**EXTRACT TO READ**
·····

So let’s discuss the different ways to cure garlic, and talk about all you need to know while the garlic bulbs dry. Maybe you’re considering whether or not to grow garlic at all! In that case, before you plant those garlic plants, read this guide to see which curing plan works best for your situation.
Types of Garlic Bulbs
There are two basic types of garlic: hardneck and softneck. The variety of garlic you’ve grown has a huge impact on how the garlic dries. So before we get into curing methods, let’s cover garlic types first.
Hardneck Garlic
One of the ways to know whether you are growing hardneck garlic is to look at the stem. The stem of a hardneck variety comes out of the center of the fully mature bulbs in a thick cylinder. These are garlic scapes. The leaves of hardnecks are upright, and from them blooms one very robust flower. Hardnecks have a larger garlic bulb and each has fewer garlic cloves. The stiff stem goes all the way through the center of the garlic bulb to its root zone.
Elephant garlic is one popular hardneck variety that a lot of gardeners enjoy growing. This garlic plant has large bulbs with only 4 individual cloves. Many of the garlic varieties with purple stripes are also of the hardneck type. One thing to note about hardnecks is they don’t store as long as softneck garlic, and they don’t need to be cured as long. Typically, hardneck varieties are only cured for a couple of weeks as the neck will be much drier at the time of harvest than softneck varieties.

·····

**DIRECTIVE 1**
Select every line in the entries that contains the string "black", and copy each one.

Entries on locating named things:
·····

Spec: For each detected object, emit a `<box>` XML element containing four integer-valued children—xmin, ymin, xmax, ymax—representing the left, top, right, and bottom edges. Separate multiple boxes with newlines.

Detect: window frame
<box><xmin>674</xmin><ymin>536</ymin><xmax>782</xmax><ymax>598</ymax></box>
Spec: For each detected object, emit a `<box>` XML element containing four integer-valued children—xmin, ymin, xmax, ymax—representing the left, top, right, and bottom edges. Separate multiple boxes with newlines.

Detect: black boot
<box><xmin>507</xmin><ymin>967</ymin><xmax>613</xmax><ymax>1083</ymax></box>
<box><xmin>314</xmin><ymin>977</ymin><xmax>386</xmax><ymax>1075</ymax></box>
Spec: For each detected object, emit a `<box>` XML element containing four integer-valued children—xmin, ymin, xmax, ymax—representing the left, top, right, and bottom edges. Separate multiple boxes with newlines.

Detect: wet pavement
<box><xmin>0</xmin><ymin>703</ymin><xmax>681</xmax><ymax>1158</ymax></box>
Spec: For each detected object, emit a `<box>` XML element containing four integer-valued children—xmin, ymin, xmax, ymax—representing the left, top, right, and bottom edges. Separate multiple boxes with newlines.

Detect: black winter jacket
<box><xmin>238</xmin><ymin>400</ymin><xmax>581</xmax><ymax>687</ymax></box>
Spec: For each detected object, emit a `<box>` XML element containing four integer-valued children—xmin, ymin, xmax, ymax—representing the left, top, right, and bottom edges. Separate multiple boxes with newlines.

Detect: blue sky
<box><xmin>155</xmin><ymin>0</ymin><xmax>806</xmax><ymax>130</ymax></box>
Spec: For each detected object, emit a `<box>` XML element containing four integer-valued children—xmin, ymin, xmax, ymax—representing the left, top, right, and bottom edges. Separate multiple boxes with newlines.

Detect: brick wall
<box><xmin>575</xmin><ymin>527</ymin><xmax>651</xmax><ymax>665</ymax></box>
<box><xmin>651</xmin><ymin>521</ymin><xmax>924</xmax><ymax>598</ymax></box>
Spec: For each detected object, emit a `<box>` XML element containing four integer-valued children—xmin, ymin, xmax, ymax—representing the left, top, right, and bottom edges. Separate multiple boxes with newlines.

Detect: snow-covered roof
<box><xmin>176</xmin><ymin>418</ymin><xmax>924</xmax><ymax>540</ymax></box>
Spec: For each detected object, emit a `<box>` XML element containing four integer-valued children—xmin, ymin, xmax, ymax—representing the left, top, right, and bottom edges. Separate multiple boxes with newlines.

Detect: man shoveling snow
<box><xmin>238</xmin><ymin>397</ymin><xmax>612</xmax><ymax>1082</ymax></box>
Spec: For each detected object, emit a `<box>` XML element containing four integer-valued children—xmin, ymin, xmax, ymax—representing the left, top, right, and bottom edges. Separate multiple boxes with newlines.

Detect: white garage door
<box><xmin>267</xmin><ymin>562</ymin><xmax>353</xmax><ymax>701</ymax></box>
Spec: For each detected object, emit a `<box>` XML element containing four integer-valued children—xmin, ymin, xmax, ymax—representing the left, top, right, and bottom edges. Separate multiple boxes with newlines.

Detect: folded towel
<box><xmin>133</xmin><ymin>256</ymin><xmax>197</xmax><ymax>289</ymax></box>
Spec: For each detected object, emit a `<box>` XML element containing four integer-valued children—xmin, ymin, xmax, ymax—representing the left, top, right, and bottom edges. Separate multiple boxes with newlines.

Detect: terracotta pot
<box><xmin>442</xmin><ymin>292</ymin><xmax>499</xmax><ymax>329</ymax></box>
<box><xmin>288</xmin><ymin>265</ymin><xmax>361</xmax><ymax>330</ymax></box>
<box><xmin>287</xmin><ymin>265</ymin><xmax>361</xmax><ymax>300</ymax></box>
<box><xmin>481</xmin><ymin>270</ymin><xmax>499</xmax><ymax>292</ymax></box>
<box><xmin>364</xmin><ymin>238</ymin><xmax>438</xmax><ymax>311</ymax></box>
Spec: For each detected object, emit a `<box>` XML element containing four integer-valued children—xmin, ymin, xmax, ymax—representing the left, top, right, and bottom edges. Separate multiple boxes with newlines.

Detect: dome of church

·····

**DIRECTIVE 2**
Reproduce the garlic-curing text starting with "Elephant garlic is" and going on through "than softneck varieties.", swapping "a couple of weeks" for "about two weeks".

**COMPLETE RESPONSE 1**
Detect: black boot
Detect: black winter jacket

**COMPLETE RESPONSE 2**
Elephant garlic is one popular hardneck variety that a lot of gardeners enjoy growing. This garlic plant has large bulbs with only 4 individual cloves. Many of the garlic varieties with purple stripes are also of the hardneck type. One thing to note about hardnecks is they don’t store as long as softneck garlic, and they don’t need to be cured as long. Typically, hardneck varieties are only cured for about two weeks as the neck will be much drier at the time of harvest than softneck varieties.